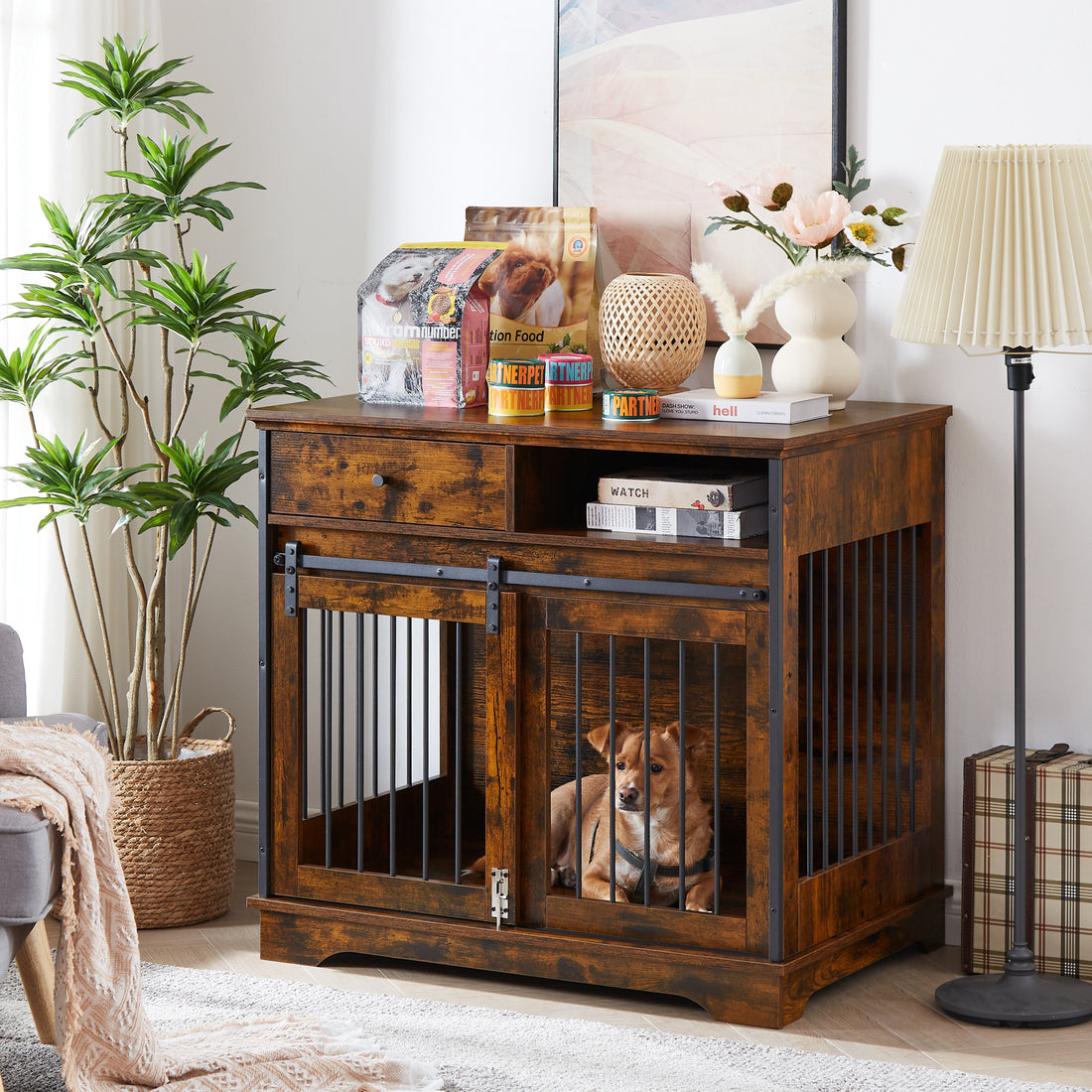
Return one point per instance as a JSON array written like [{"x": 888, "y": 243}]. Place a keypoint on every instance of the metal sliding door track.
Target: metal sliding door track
[{"x": 494, "y": 574}]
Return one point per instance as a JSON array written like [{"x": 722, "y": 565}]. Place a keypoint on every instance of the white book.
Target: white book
[
  {"x": 711, "y": 487},
  {"x": 689, "y": 522},
  {"x": 768, "y": 406}
]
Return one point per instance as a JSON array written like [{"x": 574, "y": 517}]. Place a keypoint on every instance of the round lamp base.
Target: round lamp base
[{"x": 1017, "y": 1001}]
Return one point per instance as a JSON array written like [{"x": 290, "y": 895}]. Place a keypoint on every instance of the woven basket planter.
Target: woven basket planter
[
  {"x": 175, "y": 832},
  {"x": 652, "y": 330}
]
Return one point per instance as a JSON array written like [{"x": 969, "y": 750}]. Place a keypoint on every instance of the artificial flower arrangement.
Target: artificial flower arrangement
[{"x": 801, "y": 225}]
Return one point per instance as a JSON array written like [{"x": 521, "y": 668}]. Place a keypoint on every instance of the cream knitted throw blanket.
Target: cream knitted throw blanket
[{"x": 104, "y": 1036}]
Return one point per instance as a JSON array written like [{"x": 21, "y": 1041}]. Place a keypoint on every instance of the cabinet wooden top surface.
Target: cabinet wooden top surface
[{"x": 348, "y": 414}]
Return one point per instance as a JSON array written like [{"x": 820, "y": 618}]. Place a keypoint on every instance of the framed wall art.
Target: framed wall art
[{"x": 657, "y": 98}]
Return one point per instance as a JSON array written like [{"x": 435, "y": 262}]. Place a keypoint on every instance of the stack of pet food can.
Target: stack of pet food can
[
  {"x": 568, "y": 380},
  {"x": 516, "y": 388}
]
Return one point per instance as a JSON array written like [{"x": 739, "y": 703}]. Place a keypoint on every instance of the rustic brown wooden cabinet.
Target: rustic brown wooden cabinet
[{"x": 439, "y": 630}]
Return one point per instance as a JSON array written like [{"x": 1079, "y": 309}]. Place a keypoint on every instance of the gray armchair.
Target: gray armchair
[{"x": 30, "y": 860}]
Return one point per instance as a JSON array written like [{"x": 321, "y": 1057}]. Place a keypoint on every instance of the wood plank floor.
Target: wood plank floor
[{"x": 885, "y": 1013}]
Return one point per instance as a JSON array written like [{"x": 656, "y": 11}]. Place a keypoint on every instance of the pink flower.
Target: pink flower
[{"x": 815, "y": 220}]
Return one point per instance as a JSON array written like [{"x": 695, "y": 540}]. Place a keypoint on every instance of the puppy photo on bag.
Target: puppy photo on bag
[
  {"x": 541, "y": 287},
  {"x": 424, "y": 326}
]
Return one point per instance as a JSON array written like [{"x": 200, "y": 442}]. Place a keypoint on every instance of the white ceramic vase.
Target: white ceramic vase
[
  {"x": 816, "y": 315},
  {"x": 738, "y": 368}
]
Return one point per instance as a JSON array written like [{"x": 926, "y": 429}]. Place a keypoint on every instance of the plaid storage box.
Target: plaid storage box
[{"x": 1059, "y": 856}]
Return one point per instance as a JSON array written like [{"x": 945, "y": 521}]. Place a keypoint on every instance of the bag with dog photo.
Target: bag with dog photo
[
  {"x": 541, "y": 287},
  {"x": 424, "y": 326}
]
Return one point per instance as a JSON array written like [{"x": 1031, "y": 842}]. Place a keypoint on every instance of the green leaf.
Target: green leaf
[
  {"x": 194, "y": 303},
  {"x": 29, "y": 370},
  {"x": 263, "y": 373},
  {"x": 196, "y": 487},
  {"x": 123, "y": 85},
  {"x": 72, "y": 481}
]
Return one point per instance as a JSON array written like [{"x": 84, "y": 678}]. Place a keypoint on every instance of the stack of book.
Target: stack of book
[
  {"x": 768, "y": 407},
  {"x": 658, "y": 501}
]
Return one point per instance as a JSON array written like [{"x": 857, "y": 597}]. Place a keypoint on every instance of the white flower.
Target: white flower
[
  {"x": 871, "y": 233},
  {"x": 760, "y": 192}
]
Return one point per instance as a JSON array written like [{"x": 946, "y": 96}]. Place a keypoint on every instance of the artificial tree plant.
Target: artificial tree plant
[{"x": 101, "y": 281}]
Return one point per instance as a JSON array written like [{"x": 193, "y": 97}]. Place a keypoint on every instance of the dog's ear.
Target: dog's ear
[
  {"x": 695, "y": 739},
  {"x": 489, "y": 281},
  {"x": 600, "y": 738}
]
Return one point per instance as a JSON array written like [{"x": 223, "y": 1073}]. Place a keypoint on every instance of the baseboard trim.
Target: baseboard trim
[{"x": 246, "y": 830}]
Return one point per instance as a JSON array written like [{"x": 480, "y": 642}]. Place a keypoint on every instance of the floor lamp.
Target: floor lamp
[{"x": 1004, "y": 261}]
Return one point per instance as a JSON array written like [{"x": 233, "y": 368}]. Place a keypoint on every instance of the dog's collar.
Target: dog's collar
[{"x": 651, "y": 870}]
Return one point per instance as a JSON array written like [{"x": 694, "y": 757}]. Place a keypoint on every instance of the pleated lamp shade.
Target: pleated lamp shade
[{"x": 1004, "y": 258}]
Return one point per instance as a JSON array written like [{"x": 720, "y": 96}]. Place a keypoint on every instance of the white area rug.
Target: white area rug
[{"x": 487, "y": 1050}]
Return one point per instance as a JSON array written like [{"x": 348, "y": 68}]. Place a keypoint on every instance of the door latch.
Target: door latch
[{"x": 498, "y": 895}]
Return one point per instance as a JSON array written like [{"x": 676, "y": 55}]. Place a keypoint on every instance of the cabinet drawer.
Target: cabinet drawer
[{"x": 422, "y": 481}]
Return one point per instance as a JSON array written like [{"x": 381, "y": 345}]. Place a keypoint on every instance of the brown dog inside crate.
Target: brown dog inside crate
[
  {"x": 630, "y": 804},
  {"x": 630, "y": 801}
]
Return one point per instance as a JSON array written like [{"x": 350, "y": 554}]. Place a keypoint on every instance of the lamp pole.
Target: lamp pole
[{"x": 1019, "y": 995}]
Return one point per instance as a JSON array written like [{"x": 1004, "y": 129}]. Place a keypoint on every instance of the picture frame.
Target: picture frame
[{"x": 655, "y": 99}]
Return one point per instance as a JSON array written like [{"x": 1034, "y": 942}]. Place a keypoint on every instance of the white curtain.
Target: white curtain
[{"x": 39, "y": 160}]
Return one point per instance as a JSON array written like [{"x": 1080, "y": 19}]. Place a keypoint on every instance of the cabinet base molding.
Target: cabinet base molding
[{"x": 732, "y": 987}]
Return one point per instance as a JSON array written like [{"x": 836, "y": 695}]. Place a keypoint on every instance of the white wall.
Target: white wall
[{"x": 335, "y": 106}]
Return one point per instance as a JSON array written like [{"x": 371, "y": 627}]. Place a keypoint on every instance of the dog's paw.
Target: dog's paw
[{"x": 563, "y": 877}]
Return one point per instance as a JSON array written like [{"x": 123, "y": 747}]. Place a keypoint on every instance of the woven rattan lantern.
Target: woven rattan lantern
[{"x": 652, "y": 330}]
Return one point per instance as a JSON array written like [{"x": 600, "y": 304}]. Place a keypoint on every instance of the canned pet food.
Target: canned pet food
[
  {"x": 516, "y": 388},
  {"x": 630, "y": 405},
  {"x": 568, "y": 380}
]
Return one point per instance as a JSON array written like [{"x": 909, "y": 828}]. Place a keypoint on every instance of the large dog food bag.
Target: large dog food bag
[
  {"x": 541, "y": 288},
  {"x": 424, "y": 326}
]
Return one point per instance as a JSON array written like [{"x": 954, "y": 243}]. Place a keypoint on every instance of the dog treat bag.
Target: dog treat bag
[
  {"x": 541, "y": 287},
  {"x": 424, "y": 326}
]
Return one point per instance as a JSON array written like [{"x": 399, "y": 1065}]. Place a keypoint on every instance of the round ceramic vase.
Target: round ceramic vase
[{"x": 816, "y": 315}]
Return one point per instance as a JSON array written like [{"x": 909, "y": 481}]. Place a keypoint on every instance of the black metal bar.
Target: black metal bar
[
  {"x": 825, "y": 719},
  {"x": 326, "y": 729},
  {"x": 392, "y": 743},
  {"x": 870, "y": 675},
  {"x": 304, "y": 716},
  {"x": 374, "y": 706},
  {"x": 458, "y": 718},
  {"x": 407, "y": 688},
  {"x": 913, "y": 679},
  {"x": 899, "y": 592},
  {"x": 809, "y": 732},
  {"x": 341, "y": 709},
  {"x": 1022, "y": 939},
  {"x": 613, "y": 751},
  {"x": 563, "y": 580},
  {"x": 264, "y": 664},
  {"x": 577, "y": 771},
  {"x": 855, "y": 688},
  {"x": 885, "y": 686},
  {"x": 681, "y": 775},
  {"x": 776, "y": 685},
  {"x": 360, "y": 723},
  {"x": 647, "y": 773},
  {"x": 426, "y": 759},
  {"x": 717, "y": 778},
  {"x": 840, "y": 703}
]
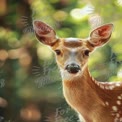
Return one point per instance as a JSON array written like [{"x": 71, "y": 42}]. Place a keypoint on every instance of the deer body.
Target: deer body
[{"x": 92, "y": 100}]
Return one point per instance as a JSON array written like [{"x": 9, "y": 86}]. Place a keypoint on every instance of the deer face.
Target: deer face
[{"x": 72, "y": 53}]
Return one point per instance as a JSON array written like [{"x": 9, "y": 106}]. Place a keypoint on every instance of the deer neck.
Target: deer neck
[{"x": 82, "y": 90}]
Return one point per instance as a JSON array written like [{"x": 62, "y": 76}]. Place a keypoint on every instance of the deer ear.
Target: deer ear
[
  {"x": 101, "y": 35},
  {"x": 44, "y": 33}
]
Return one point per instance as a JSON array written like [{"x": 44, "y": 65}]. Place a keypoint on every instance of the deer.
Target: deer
[{"x": 94, "y": 101}]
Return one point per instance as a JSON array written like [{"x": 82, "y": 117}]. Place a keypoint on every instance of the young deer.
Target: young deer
[{"x": 94, "y": 101}]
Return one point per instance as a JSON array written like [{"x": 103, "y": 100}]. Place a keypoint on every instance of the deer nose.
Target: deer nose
[{"x": 73, "y": 68}]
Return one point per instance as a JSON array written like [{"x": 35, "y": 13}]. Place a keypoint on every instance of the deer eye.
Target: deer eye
[
  {"x": 58, "y": 52},
  {"x": 86, "y": 52}
]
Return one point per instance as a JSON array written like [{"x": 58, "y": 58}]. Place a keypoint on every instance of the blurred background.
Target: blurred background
[{"x": 30, "y": 83}]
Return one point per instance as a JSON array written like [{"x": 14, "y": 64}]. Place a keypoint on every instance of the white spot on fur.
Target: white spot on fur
[
  {"x": 114, "y": 108},
  {"x": 119, "y": 102},
  {"x": 119, "y": 97},
  {"x": 107, "y": 103}
]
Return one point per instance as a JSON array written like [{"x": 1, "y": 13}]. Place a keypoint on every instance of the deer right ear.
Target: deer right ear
[
  {"x": 101, "y": 35},
  {"x": 44, "y": 33}
]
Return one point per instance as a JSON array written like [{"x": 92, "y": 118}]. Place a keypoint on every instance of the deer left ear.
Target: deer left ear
[
  {"x": 101, "y": 35},
  {"x": 44, "y": 33}
]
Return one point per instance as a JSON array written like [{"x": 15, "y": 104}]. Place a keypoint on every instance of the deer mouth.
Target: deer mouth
[{"x": 73, "y": 68}]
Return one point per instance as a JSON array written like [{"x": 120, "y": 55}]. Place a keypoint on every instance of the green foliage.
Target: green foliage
[{"x": 32, "y": 80}]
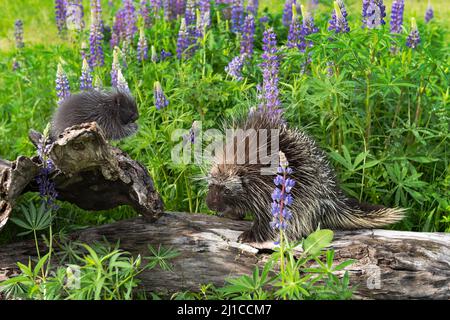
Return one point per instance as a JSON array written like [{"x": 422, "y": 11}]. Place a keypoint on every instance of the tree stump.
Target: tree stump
[{"x": 90, "y": 173}]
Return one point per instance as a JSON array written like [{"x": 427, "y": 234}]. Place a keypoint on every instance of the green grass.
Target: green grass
[{"x": 408, "y": 155}]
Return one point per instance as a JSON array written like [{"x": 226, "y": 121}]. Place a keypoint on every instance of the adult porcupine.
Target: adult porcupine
[
  {"x": 115, "y": 111},
  {"x": 235, "y": 189}
]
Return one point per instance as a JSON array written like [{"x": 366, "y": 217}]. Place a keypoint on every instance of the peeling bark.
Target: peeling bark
[
  {"x": 390, "y": 264},
  {"x": 90, "y": 173}
]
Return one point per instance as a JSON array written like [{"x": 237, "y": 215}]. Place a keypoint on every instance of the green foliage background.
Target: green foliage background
[{"x": 383, "y": 118}]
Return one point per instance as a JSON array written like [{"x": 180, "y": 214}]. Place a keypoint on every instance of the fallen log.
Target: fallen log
[
  {"x": 89, "y": 173},
  {"x": 390, "y": 264}
]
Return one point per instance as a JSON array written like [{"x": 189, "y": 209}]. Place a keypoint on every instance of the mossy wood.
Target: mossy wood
[{"x": 90, "y": 173}]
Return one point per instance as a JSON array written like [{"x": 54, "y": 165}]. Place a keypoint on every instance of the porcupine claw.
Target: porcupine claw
[{"x": 247, "y": 236}]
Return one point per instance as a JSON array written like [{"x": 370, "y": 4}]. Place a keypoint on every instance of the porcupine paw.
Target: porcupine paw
[{"x": 247, "y": 236}]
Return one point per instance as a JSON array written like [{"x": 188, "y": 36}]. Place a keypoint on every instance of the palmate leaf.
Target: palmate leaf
[
  {"x": 33, "y": 219},
  {"x": 316, "y": 241}
]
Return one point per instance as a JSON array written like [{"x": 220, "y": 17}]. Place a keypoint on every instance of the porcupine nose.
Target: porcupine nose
[{"x": 211, "y": 202}]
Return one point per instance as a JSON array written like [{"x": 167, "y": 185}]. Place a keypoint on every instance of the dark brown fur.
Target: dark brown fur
[
  {"x": 114, "y": 111},
  {"x": 235, "y": 189}
]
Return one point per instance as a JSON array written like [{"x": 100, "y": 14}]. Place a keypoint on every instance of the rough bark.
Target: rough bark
[
  {"x": 390, "y": 264},
  {"x": 90, "y": 173}
]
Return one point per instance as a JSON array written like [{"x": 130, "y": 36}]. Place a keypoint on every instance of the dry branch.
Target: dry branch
[
  {"x": 390, "y": 264},
  {"x": 90, "y": 173}
]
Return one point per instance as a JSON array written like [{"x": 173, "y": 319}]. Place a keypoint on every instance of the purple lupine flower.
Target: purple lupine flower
[
  {"x": 252, "y": 7},
  {"x": 47, "y": 190},
  {"x": 287, "y": 12},
  {"x": 115, "y": 67},
  {"x": 397, "y": 16},
  {"x": 96, "y": 7},
  {"x": 15, "y": 65},
  {"x": 281, "y": 195},
  {"x": 338, "y": 21},
  {"x": 84, "y": 50},
  {"x": 179, "y": 8},
  {"x": 86, "y": 76},
  {"x": 264, "y": 19},
  {"x": 62, "y": 84},
  {"x": 144, "y": 12},
  {"x": 237, "y": 15},
  {"x": 330, "y": 68},
  {"x": 429, "y": 14},
  {"x": 375, "y": 13},
  {"x": 248, "y": 36},
  {"x": 413, "y": 38},
  {"x": 156, "y": 5},
  {"x": 183, "y": 39},
  {"x": 201, "y": 25},
  {"x": 268, "y": 91},
  {"x": 295, "y": 35},
  {"x": 142, "y": 48},
  {"x": 193, "y": 133},
  {"x": 75, "y": 14},
  {"x": 118, "y": 29},
  {"x": 97, "y": 84},
  {"x": 153, "y": 56},
  {"x": 18, "y": 33},
  {"x": 189, "y": 15},
  {"x": 61, "y": 14},
  {"x": 234, "y": 68},
  {"x": 308, "y": 26},
  {"x": 165, "y": 55},
  {"x": 130, "y": 20},
  {"x": 96, "y": 57},
  {"x": 313, "y": 4},
  {"x": 159, "y": 96},
  {"x": 205, "y": 11},
  {"x": 122, "y": 84}
]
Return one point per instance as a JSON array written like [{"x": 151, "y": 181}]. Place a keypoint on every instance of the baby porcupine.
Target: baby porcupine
[
  {"x": 115, "y": 112},
  {"x": 235, "y": 189}
]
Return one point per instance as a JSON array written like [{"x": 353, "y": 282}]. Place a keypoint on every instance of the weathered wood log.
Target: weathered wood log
[
  {"x": 390, "y": 264},
  {"x": 90, "y": 173}
]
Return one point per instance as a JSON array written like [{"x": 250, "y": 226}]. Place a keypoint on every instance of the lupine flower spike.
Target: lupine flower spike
[
  {"x": 252, "y": 7},
  {"x": 413, "y": 38},
  {"x": 47, "y": 190},
  {"x": 154, "y": 56},
  {"x": 429, "y": 14},
  {"x": 248, "y": 36},
  {"x": 62, "y": 85},
  {"x": 96, "y": 57},
  {"x": 142, "y": 48},
  {"x": 86, "y": 76},
  {"x": 281, "y": 195},
  {"x": 234, "y": 68},
  {"x": 338, "y": 21},
  {"x": 398, "y": 7},
  {"x": 18, "y": 33},
  {"x": 287, "y": 12},
  {"x": 130, "y": 20},
  {"x": 295, "y": 35},
  {"x": 374, "y": 14},
  {"x": 268, "y": 92},
  {"x": 115, "y": 67},
  {"x": 183, "y": 39},
  {"x": 121, "y": 82},
  {"x": 61, "y": 14},
  {"x": 308, "y": 26},
  {"x": 75, "y": 14},
  {"x": 237, "y": 15},
  {"x": 159, "y": 96}
]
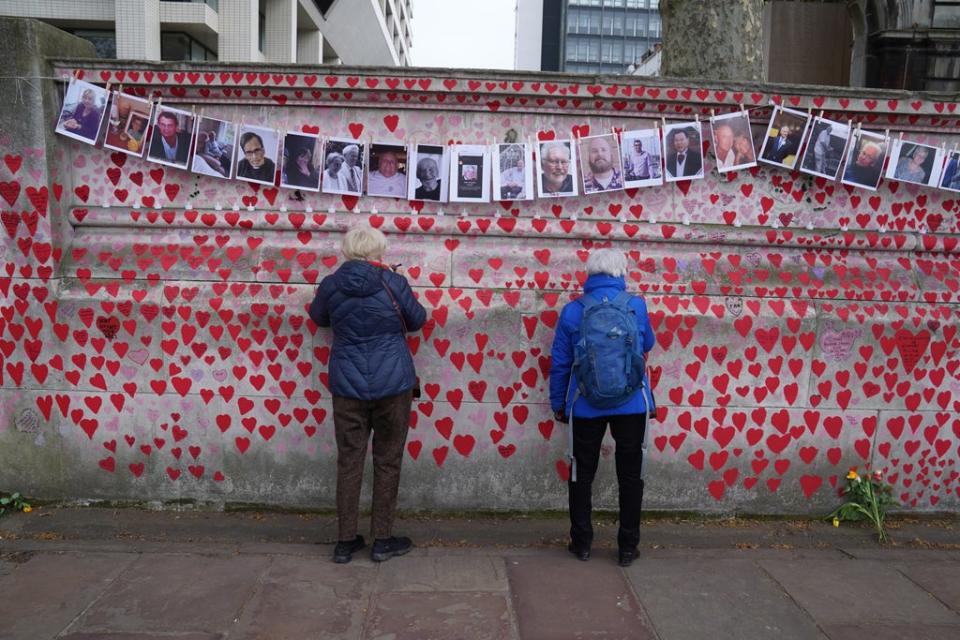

+++

▶ _WRITTEN REQUEST_: State how many lines of the items above contain the word "lupine", treating uppercase and lowercase as distinct, and give only the number.

▶ _REPLY TO THE EXERCISE_: 4